La nouvelle a fait du bruit dans le milieu français de la grande distribution : Cécile Guillou, qui avait quitté il y a quelques mois la direction générale de Franprix, prend ce lundi 2 octobre les rênes de Picard Surgelés.
Voici donc, pour tout le monde et en particulier pour Cécile Guillou, une première découverte “business & data” de Picard Surgelés, uniquement à partir des informations publiquement accessibles.
Sans plus attendre, plongeons dans le vif du sujet.
Le réseau Picard Surgelés : un exercice de diversité, dans un contexte de crise
Picard Surgelés, c’est :
environ 1100 magasins répartis sur tout le territoire français, à la fois en zones urbaines et péri-urbaines, et quelques magasins en Belgique et au Luxembourg
des formats variés de magasins répondant à cette variété d’implantation :
petites surfaces de proximité en RDC d’immeuble orientées dépannage en centres urbains
grandes surfaces orientées stockage en zones péri-urbaines
une offre de 1300 produits dont près de 250 innovations par an, majoritairement sous marque distributeur
près d’1/3 du chiffre d’affaires annuel réalisé au travers des achats pour les fêtes de fin d’année
un service de livraison à domicile et de Click & Collect
Les enjeux de Picard
Les enjeux financiers peuvent se décomposer en fréquentation, tailles de paniers et marge dégagée. Aujourd’hui l’enseigne semble principalement jouer sur le concept et l’offre pour :
augmenter le nombre et le volume des paniers, ce qui passe notamment par le travail sur le concept : inciter à la cuisine, augmenter le panier par de nouvelles gammes hors bacs de produits secs ou d’accessoires directement liés à l’offre surgelée.
protéger ses marges et donc la rentabilité de son modèle, dans un contexte de double exposition au risque :
la hausse importante des coûts de matières premières
l’explosion des coûts énergétiques qui représentent une part majeure des frais d’une enseigne de surgelés
créer en permanence de nouvelles recettes (près de 20% de l’offre). L’exposition au risque est mitigée en partie pour Picard par son positionnement d’EDMP (enseigne à dominante de marque propre), le revers est cette exigence de créativité.
On va reprendre ces différents points dans cet article en s’appuyant sur les données à notre disposition.

### Données fournies

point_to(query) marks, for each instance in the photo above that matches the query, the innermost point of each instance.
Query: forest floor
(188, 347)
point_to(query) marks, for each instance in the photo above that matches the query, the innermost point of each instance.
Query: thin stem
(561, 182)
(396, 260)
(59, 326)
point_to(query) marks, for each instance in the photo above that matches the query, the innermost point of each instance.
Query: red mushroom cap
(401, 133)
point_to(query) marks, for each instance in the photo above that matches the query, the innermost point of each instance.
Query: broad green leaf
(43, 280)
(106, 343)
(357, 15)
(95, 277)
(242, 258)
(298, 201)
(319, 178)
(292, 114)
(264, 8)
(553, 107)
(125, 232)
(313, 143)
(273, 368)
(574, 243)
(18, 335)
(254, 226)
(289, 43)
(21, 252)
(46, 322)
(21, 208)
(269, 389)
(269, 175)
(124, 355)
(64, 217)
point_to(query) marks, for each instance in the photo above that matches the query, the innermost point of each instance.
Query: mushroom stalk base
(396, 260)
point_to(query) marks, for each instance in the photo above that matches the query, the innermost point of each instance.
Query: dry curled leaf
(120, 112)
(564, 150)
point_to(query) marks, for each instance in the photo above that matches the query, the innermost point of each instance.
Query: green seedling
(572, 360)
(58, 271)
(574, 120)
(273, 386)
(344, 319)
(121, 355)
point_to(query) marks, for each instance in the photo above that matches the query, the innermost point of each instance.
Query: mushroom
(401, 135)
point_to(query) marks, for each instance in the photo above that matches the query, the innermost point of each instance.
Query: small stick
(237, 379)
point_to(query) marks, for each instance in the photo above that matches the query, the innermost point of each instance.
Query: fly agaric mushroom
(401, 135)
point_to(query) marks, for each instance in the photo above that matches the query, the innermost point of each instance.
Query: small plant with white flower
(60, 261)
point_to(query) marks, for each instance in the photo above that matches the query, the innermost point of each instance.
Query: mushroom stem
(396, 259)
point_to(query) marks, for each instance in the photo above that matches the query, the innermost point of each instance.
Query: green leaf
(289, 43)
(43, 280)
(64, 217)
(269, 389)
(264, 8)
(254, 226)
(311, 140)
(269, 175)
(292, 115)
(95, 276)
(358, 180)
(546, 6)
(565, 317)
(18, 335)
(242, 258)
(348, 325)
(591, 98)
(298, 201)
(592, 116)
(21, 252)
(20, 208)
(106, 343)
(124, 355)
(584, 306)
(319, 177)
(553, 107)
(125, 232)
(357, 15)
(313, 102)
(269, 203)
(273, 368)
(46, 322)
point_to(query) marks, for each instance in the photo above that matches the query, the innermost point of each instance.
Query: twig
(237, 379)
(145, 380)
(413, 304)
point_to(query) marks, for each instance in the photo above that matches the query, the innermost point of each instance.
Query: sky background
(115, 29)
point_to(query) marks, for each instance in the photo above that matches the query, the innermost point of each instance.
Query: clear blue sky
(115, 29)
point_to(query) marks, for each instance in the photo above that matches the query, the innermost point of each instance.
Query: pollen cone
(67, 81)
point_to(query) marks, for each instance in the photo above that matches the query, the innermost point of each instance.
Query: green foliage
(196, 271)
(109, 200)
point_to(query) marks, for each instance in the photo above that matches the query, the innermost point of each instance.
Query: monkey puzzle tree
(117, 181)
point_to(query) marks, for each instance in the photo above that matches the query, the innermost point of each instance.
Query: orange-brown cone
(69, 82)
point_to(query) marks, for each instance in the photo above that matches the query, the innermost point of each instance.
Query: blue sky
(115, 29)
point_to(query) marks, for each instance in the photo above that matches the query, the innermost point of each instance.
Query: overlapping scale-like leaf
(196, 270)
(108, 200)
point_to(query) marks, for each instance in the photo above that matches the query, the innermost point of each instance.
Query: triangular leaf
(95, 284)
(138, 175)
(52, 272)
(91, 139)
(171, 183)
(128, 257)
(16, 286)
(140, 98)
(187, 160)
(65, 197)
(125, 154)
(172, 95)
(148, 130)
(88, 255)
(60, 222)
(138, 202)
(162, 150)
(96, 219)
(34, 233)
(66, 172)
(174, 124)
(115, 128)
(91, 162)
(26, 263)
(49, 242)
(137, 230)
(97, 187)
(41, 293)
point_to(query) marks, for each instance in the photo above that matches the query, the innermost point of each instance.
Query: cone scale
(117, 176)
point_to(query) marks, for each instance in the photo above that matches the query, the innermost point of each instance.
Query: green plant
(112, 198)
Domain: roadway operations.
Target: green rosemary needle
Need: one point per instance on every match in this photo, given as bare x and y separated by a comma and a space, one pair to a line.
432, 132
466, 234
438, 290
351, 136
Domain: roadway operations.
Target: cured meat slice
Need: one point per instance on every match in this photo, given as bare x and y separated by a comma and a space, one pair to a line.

--

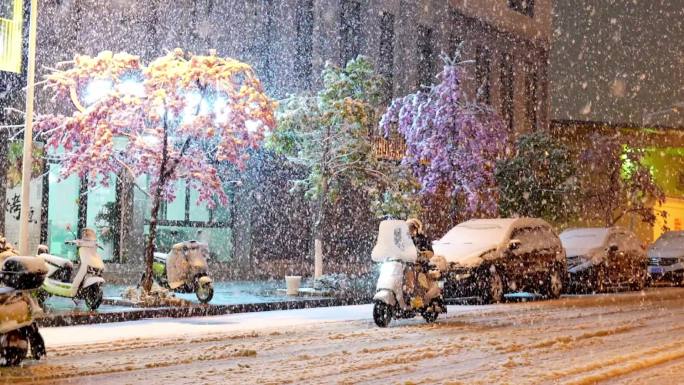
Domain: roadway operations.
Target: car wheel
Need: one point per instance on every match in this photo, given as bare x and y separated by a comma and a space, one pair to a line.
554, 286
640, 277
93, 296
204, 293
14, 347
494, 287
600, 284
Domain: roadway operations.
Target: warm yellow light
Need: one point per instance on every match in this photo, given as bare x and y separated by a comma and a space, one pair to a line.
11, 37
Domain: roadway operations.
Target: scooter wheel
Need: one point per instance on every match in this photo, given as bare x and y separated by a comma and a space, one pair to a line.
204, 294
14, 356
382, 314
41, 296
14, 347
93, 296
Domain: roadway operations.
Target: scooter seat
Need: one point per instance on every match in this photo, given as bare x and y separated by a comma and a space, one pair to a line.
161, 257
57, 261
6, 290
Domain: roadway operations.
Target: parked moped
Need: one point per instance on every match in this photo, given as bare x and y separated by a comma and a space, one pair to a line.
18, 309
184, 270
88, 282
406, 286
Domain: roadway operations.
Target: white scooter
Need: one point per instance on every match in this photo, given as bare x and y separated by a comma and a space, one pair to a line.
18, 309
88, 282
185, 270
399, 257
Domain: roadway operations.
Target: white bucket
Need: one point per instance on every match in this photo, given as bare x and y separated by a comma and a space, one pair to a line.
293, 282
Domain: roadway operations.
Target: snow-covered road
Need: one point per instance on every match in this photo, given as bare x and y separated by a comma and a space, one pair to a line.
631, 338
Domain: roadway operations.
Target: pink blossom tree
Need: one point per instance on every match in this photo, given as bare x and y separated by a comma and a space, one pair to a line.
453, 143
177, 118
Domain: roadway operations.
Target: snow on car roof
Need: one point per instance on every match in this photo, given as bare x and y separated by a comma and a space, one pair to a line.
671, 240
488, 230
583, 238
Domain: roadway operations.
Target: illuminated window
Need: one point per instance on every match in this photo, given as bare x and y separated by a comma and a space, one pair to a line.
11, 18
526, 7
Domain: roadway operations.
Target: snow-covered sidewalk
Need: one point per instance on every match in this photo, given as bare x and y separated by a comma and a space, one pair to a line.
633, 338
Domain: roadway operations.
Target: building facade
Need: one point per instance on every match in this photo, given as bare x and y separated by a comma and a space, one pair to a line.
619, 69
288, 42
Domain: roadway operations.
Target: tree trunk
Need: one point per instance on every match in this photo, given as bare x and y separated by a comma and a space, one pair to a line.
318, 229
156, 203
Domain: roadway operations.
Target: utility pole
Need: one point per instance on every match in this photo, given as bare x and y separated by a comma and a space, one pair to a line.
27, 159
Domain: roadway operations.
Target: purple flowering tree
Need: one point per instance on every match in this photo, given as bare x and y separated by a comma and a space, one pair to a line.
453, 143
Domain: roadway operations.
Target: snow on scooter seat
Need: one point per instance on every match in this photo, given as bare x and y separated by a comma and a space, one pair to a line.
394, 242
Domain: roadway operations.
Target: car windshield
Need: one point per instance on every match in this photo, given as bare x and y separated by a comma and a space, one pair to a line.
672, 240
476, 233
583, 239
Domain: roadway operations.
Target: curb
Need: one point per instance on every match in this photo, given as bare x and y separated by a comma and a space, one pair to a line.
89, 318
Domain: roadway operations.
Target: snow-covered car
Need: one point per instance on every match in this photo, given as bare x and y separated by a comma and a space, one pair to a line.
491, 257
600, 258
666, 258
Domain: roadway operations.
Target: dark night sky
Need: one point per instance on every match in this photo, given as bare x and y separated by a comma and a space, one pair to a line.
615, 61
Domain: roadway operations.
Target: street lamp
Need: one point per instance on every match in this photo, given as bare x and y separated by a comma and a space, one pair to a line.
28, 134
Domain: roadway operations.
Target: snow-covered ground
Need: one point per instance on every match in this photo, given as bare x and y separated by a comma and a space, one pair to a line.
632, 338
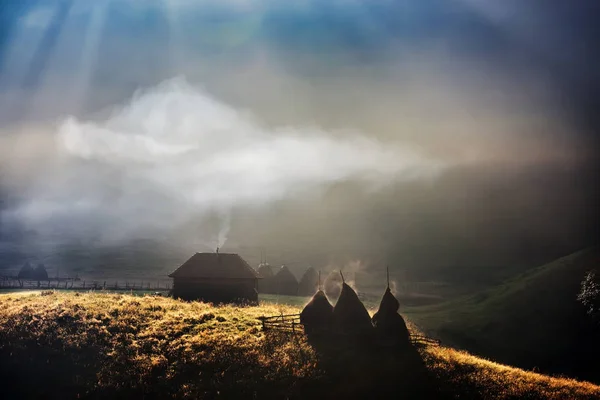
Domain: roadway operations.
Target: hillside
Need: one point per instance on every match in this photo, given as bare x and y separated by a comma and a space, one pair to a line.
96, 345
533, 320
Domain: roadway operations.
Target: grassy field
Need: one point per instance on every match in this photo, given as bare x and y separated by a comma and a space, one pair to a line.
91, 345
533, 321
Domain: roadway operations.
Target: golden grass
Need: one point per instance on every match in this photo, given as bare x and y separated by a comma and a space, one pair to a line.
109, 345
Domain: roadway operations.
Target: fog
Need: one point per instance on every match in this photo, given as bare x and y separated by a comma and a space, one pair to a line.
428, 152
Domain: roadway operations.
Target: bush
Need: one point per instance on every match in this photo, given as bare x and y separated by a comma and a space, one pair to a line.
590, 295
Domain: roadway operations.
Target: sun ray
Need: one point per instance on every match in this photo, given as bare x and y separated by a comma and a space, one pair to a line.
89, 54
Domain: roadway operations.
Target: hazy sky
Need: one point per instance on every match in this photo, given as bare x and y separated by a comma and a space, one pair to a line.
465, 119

...

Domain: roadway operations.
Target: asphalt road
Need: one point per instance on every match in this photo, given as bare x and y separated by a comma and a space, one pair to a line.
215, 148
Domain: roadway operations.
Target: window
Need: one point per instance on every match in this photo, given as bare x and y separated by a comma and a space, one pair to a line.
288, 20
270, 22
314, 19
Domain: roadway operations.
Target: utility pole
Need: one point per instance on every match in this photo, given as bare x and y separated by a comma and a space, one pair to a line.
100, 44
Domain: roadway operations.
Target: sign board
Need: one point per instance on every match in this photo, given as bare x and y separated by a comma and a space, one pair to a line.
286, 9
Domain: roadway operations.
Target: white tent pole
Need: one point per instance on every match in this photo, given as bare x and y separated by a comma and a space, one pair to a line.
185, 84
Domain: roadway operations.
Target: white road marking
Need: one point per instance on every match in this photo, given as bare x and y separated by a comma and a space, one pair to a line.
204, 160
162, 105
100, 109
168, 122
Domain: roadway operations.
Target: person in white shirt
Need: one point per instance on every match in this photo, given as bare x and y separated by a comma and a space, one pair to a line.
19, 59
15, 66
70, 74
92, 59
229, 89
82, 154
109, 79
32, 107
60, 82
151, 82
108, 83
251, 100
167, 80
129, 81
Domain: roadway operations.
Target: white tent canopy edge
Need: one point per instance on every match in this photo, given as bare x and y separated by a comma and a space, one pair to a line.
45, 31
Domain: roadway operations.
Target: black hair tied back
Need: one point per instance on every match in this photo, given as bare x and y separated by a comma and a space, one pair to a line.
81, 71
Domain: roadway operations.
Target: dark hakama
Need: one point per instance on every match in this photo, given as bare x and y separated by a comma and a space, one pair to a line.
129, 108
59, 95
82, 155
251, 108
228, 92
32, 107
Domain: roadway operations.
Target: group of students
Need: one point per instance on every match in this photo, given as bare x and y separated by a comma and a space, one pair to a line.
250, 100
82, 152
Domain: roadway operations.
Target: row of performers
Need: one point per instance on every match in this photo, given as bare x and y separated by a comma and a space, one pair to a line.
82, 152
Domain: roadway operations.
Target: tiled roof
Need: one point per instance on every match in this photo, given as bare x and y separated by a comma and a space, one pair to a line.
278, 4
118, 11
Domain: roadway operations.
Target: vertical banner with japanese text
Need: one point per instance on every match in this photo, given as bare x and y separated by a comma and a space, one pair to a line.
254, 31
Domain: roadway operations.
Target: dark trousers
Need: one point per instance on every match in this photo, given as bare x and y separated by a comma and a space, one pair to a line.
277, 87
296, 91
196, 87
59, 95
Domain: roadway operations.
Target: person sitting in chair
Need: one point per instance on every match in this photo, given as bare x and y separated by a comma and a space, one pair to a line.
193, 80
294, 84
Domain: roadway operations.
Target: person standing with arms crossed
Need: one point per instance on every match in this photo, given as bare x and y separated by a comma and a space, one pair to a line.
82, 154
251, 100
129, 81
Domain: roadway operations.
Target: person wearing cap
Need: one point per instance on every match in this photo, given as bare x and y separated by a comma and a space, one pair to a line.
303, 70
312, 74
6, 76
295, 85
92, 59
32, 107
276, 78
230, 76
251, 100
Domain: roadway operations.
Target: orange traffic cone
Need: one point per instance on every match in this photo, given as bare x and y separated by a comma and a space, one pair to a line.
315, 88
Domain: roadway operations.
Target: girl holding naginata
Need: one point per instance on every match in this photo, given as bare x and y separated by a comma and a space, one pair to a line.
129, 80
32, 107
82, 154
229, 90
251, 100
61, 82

### Consigne
Reproduisez mot pour mot le passage de l'extrait sur Picard Surgelés qui va de « protéger ses marges » jusqu'à « à notre disposition. » inclus.

### Corrigé
protéger ses marges et donc la rentabilité de son modèle, dans un contexte de double exposition au risque :
la hausse importante des coûts de matières premières
l’explosion des coûts énergétiques qui représentent une part majeure des frais d’une enseigne de surgelés
créer en permanence de nouvelles recettes (près de 20% de l’offre). L’exposition au risque est mitigée en partie pour Picard par son positionnement d’EDMP (enseigne à dominante de marque propre), le revers est cette exigence de créativité.
On va reprendre ces différents points dans cet article en s’appuyant sur les données à notre disposition.